— Begin Exercise material —

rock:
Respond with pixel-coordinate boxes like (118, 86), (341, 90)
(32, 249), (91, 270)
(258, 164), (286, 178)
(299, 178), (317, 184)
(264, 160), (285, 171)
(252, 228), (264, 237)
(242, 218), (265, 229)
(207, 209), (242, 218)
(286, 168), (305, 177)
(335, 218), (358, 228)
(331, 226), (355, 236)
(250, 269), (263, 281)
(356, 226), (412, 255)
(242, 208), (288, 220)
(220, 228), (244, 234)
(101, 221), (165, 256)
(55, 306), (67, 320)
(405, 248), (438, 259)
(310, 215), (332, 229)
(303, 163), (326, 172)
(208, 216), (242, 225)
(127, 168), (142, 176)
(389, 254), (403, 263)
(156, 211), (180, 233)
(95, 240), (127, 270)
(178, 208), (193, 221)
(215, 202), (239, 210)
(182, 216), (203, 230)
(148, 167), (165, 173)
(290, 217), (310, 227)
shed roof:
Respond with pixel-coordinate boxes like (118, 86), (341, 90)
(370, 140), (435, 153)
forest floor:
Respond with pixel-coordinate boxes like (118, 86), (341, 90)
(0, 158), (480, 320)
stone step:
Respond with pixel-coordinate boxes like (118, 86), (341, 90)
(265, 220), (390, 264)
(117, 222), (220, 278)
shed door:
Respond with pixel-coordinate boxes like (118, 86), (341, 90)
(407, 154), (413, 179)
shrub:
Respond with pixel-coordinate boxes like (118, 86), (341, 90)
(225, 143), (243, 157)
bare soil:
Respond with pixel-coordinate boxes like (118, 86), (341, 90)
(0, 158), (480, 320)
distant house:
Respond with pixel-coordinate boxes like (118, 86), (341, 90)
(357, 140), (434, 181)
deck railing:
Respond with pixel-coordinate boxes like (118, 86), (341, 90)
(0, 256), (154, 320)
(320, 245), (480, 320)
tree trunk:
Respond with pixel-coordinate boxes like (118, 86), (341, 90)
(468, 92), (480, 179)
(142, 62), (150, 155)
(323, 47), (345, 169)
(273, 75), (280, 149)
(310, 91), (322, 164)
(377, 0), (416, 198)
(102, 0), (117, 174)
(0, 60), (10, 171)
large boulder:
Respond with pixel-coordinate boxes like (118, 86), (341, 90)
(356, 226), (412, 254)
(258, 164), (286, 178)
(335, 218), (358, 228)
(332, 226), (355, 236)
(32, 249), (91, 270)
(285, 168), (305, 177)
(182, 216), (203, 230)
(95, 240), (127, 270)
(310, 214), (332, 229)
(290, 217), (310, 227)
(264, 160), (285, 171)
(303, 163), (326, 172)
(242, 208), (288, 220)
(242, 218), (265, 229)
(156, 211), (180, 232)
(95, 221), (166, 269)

— End Exercise material —

■ Exercise task
Rewrite everything from the top of the records down to the line containing "(215, 202), (239, 210)", keeping each line including the requests, and increase every box coordinate in the answers by 36.

■ The reply
rock:
Respond with pixel-coordinate boxes like (118, 86), (341, 90)
(68, 285), (127, 306)
(294, 200), (322, 214)
(335, 214), (353, 220)
(300, 196), (321, 207)
(288, 264), (300, 273)
(278, 254), (301, 265)
(243, 245), (278, 254)
(322, 204), (341, 213)
(371, 254), (394, 264)
(367, 262), (391, 272)
(286, 305), (299, 317)
(392, 262), (448, 291)
(278, 244), (324, 256)
(256, 264), (280, 270)
(137, 257), (201, 292)
(91, 342), (103, 356)
(441, 284), (474, 295)
(346, 251), (368, 265)
(339, 199), (362, 208)
(244, 252), (278, 261)
(163, 204), (178, 212)
(425, 290), (439, 299)
(192, 247), (216, 269)
(131, 276), (163, 306)
(214, 244), (229, 257)
(251, 238), (275, 246)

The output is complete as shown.